指示 => 以下にある地熱珈琲の店についての本文を、一字も変えずに全文そのまま繰り返して示すこと。

:: 本文

コーヒーと人柄に惚れたお客さんが温泉郷に

そんな山本さんの仕事は、平日は、町内の事業者を中心に経営の相談。

そして去年から、土曜・日曜限定のコーヒー店「地熱珈琲」を始めました。

店があるのは「わいた温泉郷」。毎回車で20分ほどかけて通っています。野菜の乾燥小屋だった場所の一部を借りて改装しました。

店の前は、大家さんの好意で自由に使えるスペース。屋根付きなので、どんな天気の日でもお客が一息つける場所です。

そこで淹れるコーヒーの大きな特徴は「地熱」。一般的な焙煎方法を学んだ山本さんは、更に独自のひと手間を加え、オリジナルで豆をばい煎しています。

まずは生豆から、カビや傷みがあるものを丁寧に取り除きます。

次に、蛇口をひねれば出てくる地熱の湯を使って豆を洗い、蒸気での蒸し作業。

最後に機械で煎って「地熱珈琲」の豆が出来がります。

山本さん「わいたの地熱蒸気を使って豆を蒸すという変わったことをすることで、地域資源もPRできるし、コーヒー屋さんとしてもオンリーワンになれるんじゃないかなって」

山本さんの地熱珈琲。さて、その味は…

観光客「クセがないし、飲みやすい」
観光客「コーヒーもいいですけど、(山本さんの)人柄が。人間がいいもん」

::::
:: 提供データ

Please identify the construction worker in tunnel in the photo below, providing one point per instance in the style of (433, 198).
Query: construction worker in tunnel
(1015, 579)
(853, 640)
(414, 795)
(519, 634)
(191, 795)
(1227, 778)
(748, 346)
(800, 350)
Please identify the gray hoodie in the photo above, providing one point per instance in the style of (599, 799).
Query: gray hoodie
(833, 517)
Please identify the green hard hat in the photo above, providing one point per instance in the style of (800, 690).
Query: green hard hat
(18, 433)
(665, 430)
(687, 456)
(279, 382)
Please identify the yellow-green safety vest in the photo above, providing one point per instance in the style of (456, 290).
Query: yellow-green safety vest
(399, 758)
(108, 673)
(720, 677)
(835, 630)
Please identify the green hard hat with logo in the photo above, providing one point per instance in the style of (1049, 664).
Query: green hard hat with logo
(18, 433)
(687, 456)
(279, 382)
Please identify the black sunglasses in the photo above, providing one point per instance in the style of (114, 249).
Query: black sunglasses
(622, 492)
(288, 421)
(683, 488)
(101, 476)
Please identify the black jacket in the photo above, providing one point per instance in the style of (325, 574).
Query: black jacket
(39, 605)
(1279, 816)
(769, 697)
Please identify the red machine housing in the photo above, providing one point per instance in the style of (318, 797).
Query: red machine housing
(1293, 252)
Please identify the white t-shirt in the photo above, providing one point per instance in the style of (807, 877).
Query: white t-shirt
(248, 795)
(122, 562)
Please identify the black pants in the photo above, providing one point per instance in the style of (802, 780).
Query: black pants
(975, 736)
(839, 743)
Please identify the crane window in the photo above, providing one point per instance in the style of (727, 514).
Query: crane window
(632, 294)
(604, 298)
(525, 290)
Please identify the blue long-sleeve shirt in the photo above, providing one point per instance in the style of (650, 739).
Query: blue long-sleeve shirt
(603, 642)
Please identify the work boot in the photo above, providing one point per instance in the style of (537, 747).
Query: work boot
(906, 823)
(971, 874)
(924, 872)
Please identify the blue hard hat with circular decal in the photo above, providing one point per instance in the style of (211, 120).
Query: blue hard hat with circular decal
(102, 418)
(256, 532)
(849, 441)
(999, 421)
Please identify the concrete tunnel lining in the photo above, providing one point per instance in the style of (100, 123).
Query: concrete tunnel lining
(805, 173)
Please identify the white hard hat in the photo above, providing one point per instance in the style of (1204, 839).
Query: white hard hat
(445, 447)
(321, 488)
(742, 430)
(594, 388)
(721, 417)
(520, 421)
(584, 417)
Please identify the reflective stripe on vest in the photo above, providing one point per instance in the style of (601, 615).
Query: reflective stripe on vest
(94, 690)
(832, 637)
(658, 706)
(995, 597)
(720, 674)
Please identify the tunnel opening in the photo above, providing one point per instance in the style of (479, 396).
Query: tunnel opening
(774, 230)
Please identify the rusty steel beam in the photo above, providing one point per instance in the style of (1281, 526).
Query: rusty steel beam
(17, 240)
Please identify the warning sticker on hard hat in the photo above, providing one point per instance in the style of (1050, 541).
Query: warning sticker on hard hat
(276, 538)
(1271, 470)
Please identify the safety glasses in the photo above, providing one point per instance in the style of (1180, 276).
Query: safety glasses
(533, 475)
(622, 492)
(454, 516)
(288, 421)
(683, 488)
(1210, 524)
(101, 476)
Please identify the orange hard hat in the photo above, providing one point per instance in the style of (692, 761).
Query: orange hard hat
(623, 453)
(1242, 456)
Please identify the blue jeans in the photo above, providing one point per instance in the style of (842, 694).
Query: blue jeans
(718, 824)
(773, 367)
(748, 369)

::::

期待される出力 =>
コーヒーと人柄に惚れたお客さんが温泉郷に

そんな山本さんの仕事は、平日は、町内の事業者を中心に経営の相談。

そして去年から、土曜・日曜限定のコーヒー店「地熱珈琲」を始めました。

店があるのは「わいた温泉郷」。毎回車で20分ほどかけて通っています。野菜の乾燥小屋だった場所の一部を借りて改装しました。

店の前は、大家さんの好意で自由に使えるスペース。屋根付きなので、どんな天気の日でもお客が一息つける場所です。

そこで淹れるコーヒーの大きな特徴は「地熱」。一般的な焙煎方法を学んだ山本さんは、更に独自のひと手間を加え、オリジナルで豆をばい煎しています。

まずは生豆から、カビや傷みがあるものを丁寧に取り除きます。

次に、蛇口をひねれば出てくる地熱の湯を使って豆を洗い、蒸気での蒸し作業。

最後に機械で煎って「地熱珈琲」の豆が出来がります。

山本さん「わいたの地熱蒸気を使って豆を蒸すという変わったことをすることで、地域資源もPRできるし、コーヒー屋さんとしてもオンリーワンになれるんじゃないかなって」

山本さんの地熱珈琲。さて、その味は…

観光客「クセがないし、飲みやすい」
観光客「コーヒーもいいですけど、(山本さんの)人柄が。人間がいいもん」